◆ Recorded data
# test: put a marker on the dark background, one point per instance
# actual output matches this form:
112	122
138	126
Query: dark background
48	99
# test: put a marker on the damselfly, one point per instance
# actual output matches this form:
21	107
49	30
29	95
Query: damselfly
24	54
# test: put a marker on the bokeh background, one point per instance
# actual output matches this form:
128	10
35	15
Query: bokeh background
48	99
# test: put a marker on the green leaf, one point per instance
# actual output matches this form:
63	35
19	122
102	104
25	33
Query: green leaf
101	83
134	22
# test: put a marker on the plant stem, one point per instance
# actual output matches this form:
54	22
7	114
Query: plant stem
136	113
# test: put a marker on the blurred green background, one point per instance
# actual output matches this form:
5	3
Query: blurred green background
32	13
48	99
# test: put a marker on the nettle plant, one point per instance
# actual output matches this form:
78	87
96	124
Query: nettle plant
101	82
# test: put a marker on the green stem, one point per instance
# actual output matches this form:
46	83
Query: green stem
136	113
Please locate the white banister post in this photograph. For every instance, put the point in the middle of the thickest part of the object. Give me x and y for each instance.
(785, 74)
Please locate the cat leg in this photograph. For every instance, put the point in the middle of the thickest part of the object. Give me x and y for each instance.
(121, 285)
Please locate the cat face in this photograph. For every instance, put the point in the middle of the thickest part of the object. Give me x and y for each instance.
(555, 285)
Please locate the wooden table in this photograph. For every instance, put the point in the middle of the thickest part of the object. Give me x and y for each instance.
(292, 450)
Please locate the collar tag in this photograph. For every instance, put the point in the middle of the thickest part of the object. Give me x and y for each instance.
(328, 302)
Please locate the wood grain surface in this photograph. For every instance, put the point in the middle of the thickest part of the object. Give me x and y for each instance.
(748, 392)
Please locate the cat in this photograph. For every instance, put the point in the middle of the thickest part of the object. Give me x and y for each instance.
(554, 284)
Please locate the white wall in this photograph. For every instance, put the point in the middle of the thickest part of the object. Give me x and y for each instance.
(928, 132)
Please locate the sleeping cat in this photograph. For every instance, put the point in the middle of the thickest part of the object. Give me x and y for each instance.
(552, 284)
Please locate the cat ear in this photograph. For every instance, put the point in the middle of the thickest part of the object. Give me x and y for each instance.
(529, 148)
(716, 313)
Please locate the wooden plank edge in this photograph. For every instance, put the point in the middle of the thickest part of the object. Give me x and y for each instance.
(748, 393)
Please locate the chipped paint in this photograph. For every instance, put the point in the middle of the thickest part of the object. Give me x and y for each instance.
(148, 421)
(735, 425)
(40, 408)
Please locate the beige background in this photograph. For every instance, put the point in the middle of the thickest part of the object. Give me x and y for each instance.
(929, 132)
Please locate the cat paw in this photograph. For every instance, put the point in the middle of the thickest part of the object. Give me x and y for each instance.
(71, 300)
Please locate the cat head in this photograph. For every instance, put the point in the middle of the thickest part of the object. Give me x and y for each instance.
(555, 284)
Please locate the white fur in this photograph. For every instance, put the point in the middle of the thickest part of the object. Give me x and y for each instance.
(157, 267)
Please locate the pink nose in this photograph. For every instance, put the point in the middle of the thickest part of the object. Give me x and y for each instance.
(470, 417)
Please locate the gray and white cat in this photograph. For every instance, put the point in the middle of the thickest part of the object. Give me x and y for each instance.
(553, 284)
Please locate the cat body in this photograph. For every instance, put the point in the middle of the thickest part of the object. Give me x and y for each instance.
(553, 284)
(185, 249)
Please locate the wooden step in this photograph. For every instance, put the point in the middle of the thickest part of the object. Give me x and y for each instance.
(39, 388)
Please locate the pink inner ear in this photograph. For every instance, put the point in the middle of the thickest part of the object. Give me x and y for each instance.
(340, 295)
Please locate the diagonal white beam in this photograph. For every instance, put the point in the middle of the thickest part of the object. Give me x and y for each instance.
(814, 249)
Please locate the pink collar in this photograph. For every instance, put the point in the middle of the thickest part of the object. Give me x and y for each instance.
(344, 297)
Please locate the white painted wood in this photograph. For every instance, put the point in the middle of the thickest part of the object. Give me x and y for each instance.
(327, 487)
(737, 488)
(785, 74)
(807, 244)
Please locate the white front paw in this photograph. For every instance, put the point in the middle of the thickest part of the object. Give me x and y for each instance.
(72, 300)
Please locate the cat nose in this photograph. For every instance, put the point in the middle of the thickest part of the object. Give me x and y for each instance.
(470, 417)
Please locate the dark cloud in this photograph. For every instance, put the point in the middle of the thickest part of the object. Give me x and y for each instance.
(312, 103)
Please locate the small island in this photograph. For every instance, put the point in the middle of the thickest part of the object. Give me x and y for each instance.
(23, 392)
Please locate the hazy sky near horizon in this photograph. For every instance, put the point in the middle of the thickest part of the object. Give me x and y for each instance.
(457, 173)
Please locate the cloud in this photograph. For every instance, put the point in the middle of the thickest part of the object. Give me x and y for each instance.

◆ Problem
Output the records verbatim, from the first line to the last.

◆ Response to this exercise
# test: put a marker on the dark background, one point per instance
# actual output matches this form:
112	122
138	126
Query: dark background
48	99
# test: put a marker on the damselfly, one point per instance
# actual output matches this form:
21	107
49	30
29	95
Query: damselfly
24	54
# test: put a marker on the bokeh background, one point per instance
# actual output matches this form:
128	10
35	15
Query: bokeh background
48	99
# test: put a marker on the green leaf, one point per instance
# actual output matches this form:
63	35
19	122
102	104
25	33
Query: green leaf
101	83
134	22
# test: put a marker on the plant stem, one point per instance
# actual output matches this form:
54	22
7	114
Query: plant stem
136	113
# test: put a marker on the blurred green background, one point per instance
# actual output matches this form:
5	3
Query: blurred green background
32	13
48	99
# test: put a marker on the nettle plant, one point per instance
# actual output matches this form:
78	87
96	124
Query: nettle plant
101	82
# test: put a marker on the green stem, one point per instance
# actual output matches this form:
46	83
Query: green stem
136	113
Please locate the white banister post in this photograph. For every instance, put the point in the middle of the thickest part of the object. Give me x and y for each instance.
(785, 74)
Please locate the cat leg in this photograph. For every instance, put the point in the middle of the thickest part of the object. Give me x and y for each instance.
(121, 285)
Please locate the cat face in this photograph. For every instance, put the point in the middle of the thickest part of the object. Give me x and y for each instance.
(555, 285)
Please locate the wooden table in this photograph. For every instance, put the point in the middle of the thickest part of the object. Give me x and y for each instance.
(292, 450)
Please locate the collar tag in this photograph. For every instance, put the point in the middle of the thickest part of the object. Give me x and y for each instance.
(328, 302)
Please locate the wood grain surface in this photograph. For every instance, put the point in the middle of the thickest part of the object. Give me x and y for each instance.
(748, 392)
Please locate the cat in this photograph. For every instance, put the point in the middle of the thickest part of the object. Give me x and y for each instance.
(554, 284)
Please locate the white wall in this photograph. For every instance, put the point in the middle of the thickest part of the object. Give me x and y for each instance.
(928, 132)
Please locate the sleeping cat in this photograph. For every instance, put the point in the middle of the thickest part of the object. Give me x and y for each instance.
(552, 284)
Please locate the cat ear in this photograph. For every instance, put the point in the middle of the thickest part of the object. Give me x and y for each instance.
(529, 148)
(716, 313)
Please locate the wooden plank edge in this photograph. For every instance, put the point in the middle of the thickest part of the object. Give me x and y for each instance.
(748, 393)
Please locate the chipped paint in this photograph. For every instance, put the point in the middle of the thickest part of the object. Give me x and y for each instance.
(148, 421)
(735, 425)
(40, 408)
Please locate the beige background in this photograph. For every instance, put the point in the middle of the thickest part of the object. Give me x and y for each instance.
(929, 132)
Please locate the cat paw in this photograph. For every instance, put the point in the middle of the thickest part of the object. Give me x and y for each instance.
(71, 300)
Please locate the cat head in this photograph. For every instance, put the point in the middle of the thickest part of the object. Give me x and y for each instance.
(555, 284)
Please locate the white fur in this photograph. For every instance, put the point in the middle of the thickest part of the object. Give me x and y for each instance.
(157, 267)
Please locate the pink nose in this photograph. For every instance, put the point in the middle of the thickest part of the object. Give me x and y for each instance.
(470, 417)
Please locate the gray and white cat in this photograph. For every instance, put the point in the middle of the thickest part of the object. Give me x and y for each instance.
(553, 284)
Please locate the cat body in this photograph. For every instance, put the point in the middle of the thickest part of the object. Give me x and y for each instance.
(553, 284)
(185, 249)
Please locate the wooden step in this photograph. For every instance, put the point in the middle of the thickest part of the object. Give me x and y for each instance.
(39, 388)
Please locate the pink inner ear in this photograph. For every instance, put the point in the middle of the thickest part of the object. Give me x and y for each instance.
(340, 295)
Please locate the diagonal white beam in this photograph. For every instance, put the point in the middle of the thickest part of the object. Give me x and y for each instance.
(814, 249)
Please locate the pink collar in this photograph. For every instance, put the point in the middle of the thickest part of the object. Give me x and y for each instance.
(344, 297)
Please locate the white painted wood in this photograph. For every instance, put the point in the middle of the thickest part of the object. Give me x and y for each instance.
(327, 487)
(737, 488)
(785, 74)
(807, 244)
Please locate the white front paw in this photograph. For every instance, put the point in the middle of the thickest part of the object. Give me x and y for each instance.
(72, 300)
Please locate the cat nose in this photograph. For every instance, put the point in the middle of the thickest part of the object. Give me x and y for each instance.
(470, 417)
Please locate the dark cloud in this photograph. For every instance, put the point in the middle of the thickest part of the object. Give me x and y for each instance.
(312, 103)
Please locate the small island in this photograph. For every instance, put the point in the middle of the thickest part of the object. Give me x and y for each instance.
(23, 392)
Please locate the hazy sky near horizon in this photograph. For every instance, put the point in the middle of the thickest part of the object. Give me x and y for each instance.
(457, 173)
Please locate the cloud in this photograph. For every instance, put the point in the middle of the thickest part of the object. Give me x and y for each instance.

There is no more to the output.